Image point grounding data

○ ○ ○

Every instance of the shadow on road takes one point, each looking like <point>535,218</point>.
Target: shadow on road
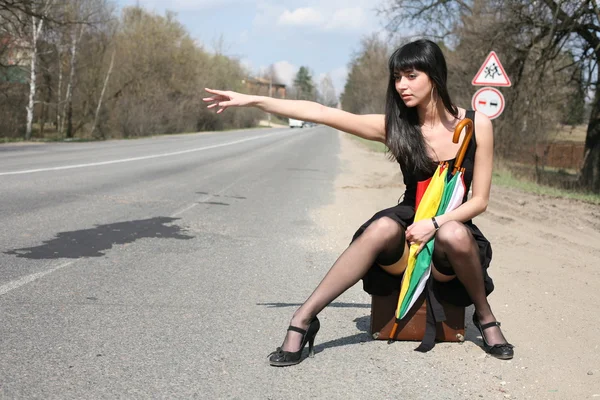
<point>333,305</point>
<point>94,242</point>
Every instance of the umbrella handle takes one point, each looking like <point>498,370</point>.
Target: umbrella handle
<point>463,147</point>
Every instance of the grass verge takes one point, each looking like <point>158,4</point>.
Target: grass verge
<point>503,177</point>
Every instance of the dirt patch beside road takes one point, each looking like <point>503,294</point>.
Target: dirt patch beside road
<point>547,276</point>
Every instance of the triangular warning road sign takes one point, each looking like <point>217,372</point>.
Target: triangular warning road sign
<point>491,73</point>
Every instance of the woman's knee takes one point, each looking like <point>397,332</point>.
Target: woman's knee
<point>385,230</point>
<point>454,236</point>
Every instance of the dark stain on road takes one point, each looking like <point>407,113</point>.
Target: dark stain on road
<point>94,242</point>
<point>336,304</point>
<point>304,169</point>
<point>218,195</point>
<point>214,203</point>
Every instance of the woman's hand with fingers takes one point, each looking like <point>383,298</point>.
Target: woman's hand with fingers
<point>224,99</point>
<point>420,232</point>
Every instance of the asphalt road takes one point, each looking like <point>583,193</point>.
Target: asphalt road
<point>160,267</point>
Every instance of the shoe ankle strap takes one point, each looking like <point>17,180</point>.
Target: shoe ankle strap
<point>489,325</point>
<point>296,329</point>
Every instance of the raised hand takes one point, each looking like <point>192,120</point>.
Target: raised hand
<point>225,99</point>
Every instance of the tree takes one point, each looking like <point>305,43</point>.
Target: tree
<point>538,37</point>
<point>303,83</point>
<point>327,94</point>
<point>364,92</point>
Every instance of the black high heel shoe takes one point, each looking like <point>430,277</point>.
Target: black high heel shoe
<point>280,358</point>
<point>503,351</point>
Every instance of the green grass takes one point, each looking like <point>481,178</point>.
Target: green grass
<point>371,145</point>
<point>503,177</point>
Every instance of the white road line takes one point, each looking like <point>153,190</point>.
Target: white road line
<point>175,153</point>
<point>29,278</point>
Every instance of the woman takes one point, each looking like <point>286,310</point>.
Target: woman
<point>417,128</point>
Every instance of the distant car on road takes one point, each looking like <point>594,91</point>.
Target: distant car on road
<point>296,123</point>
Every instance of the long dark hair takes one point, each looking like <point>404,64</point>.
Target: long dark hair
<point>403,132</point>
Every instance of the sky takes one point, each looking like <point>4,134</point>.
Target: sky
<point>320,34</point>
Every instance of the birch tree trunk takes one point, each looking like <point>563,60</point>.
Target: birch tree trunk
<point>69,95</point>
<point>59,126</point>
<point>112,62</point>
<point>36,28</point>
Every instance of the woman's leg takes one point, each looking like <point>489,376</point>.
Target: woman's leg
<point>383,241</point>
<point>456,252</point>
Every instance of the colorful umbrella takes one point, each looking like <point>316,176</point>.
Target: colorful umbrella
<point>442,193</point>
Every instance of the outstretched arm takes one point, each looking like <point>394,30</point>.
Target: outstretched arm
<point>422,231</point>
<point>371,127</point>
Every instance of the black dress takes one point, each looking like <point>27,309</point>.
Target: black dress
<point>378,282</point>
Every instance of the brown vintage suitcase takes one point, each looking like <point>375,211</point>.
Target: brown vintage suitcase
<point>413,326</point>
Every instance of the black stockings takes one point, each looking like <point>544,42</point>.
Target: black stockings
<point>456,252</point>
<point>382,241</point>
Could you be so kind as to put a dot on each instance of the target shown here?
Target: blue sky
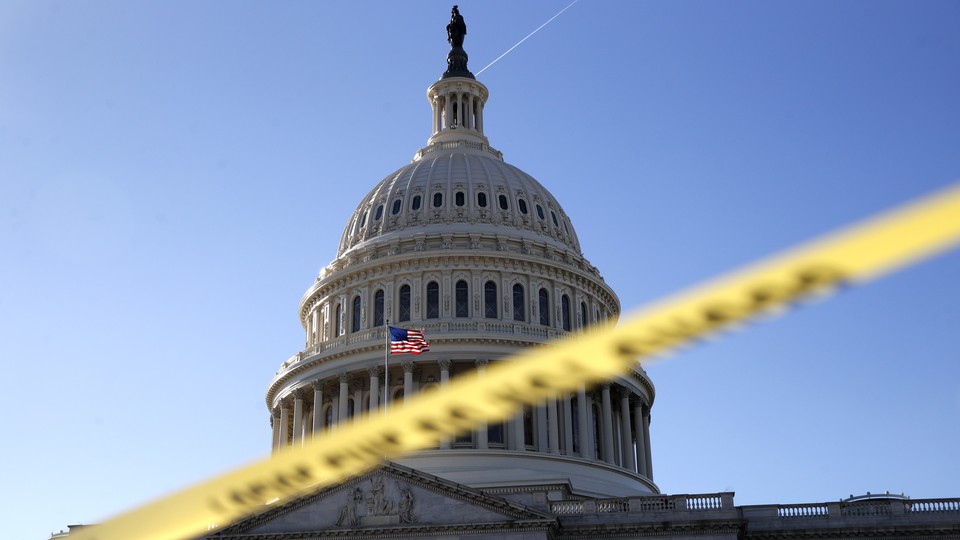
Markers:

○ ○ ○

> Task brief
Your task is to transcribe all of the records precisely, with no images included.

> Completed task
Every instance of the shadow on road takes one point, each looking like <point>535,218</point>.
Target: shadow on road
<point>333,305</point>
<point>94,242</point>
Every instance of the umbrella handle takes one point, each looking like <point>498,370</point>.
Target: umbrella handle
<point>463,147</point>
Every instance of the grass verge takes one point, each looking like <point>158,4</point>.
Target: grass verge
<point>503,177</point>
Every instance of the dirt patch beside road takes one point, each looking like <point>503,294</point>.
Target: dirt patch beside road
<point>547,276</point>
Every instance of the triangular warning road sign takes one point, each looking like <point>217,372</point>.
Target: triangular warning road sign
<point>491,73</point>
Every instance of the woman's knee takes one point, each looking like <point>397,332</point>.
Target: woman's knee
<point>385,230</point>
<point>454,236</point>
Every instance of the dark stain on road takes one point, each looking like <point>407,113</point>.
Target: dark stain on road
<point>94,242</point>
<point>336,304</point>
<point>304,169</point>
<point>218,195</point>
<point>214,203</point>
Every instance of the woman's hand with fingers takes one point, each looking like <point>383,298</point>.
Target: woman's hand with fingers
<point>224,99</point>
<point>420,232</point>
Every instance of the asphalt road takes one point, each looking like <point>583,193</point>.
Target: asphalt road
<point>160,267</point>
Every instance of the shoe ankle strap takes one point, each looking like <point>17,180</point>.
Target: shoe ankle strap
<point>489,325</point>
<point>296,329</point>
Every instance of the raised hand takes one point, each looking like <point>192,120</point>.
Target: raised hand
<point>225,99</point>
Every instance of the tree takes one point, each looking like <point>305,43</point>.
Target: tree
<point>538,37</point>
<point>303,83</point>
<point>327,94</point>
<point>364,92</point>
Every instance of the black high heel shoe takes one point, each looking like <point>430,277</point>.
Target: black high heel shoe
<point>280,358</point>
<point>503,351</point>
Every instance of the green grass takes one point, each looking like <point>481,178</point>.
Target: green grass
<point>371,145</point>
<point>503,177</point>
Every instance of the white road line takes one point, each looking like <point>153,190</point>.
Target: white road line
<point>175,153</point>
<point>29,278</point>
Every instance of the woman takes one point, each looking like <point>286,310</point>.
Target: woman
<point>417,128</point>
Every instance of the distant car on road takes one point, each looking like <point>594,91</point>.
Target: distant car on road
<point>296,123</point>
Every instance of the long dark hair takes one point, each looking like <point>404,64</point>.
Target: long dark hair
<point>403,132</point>
Every instance of the sky takes one point, each looking like <point>4,134</point>.
Target: sky
<point>320,34</point>
Every instance of the birch tree trunk takes one point, each looking like <point>563,60</point>.
Target: birch tree trunk
<point>69,95</point>
<point>59,126</point>
<point>112,62</point>
<point>36,28</point>
Every instance of the woman's leg takes one point, each looking like <point>489,376</point>.
Target: woman's leg
<point>383,241</point>
<point>456,252</point>
Every instance of the colorful umbrella takes one point, each looking like <point>316,176</point>.
Target: colorful umbrella
<point>442,193</point>
Every instance of the outstretched arm takes one point, each looking like <point>394,30</point>.
Target: outstretched arm
<point>422,231</point>
<point>371,127</point>
Every instance of the black dress takes one point, each looking like <point>27,309</point>.
Target: black dress
<point>378,282</point>
Every instance of the brown vintage suitcase takes one point, each looking like <point>375,211</point>.
Target: brown vintage suitcase
<point>413,326</point>
Every instance of the black stockings takes one point, each looking like <point>544,42</point>.
Target: black stockings
<point>456,252</point>
<point>382,241</point>
Could you be so kind as to put a dot on each instance of the target shown here?
Target: blue sky
Markers:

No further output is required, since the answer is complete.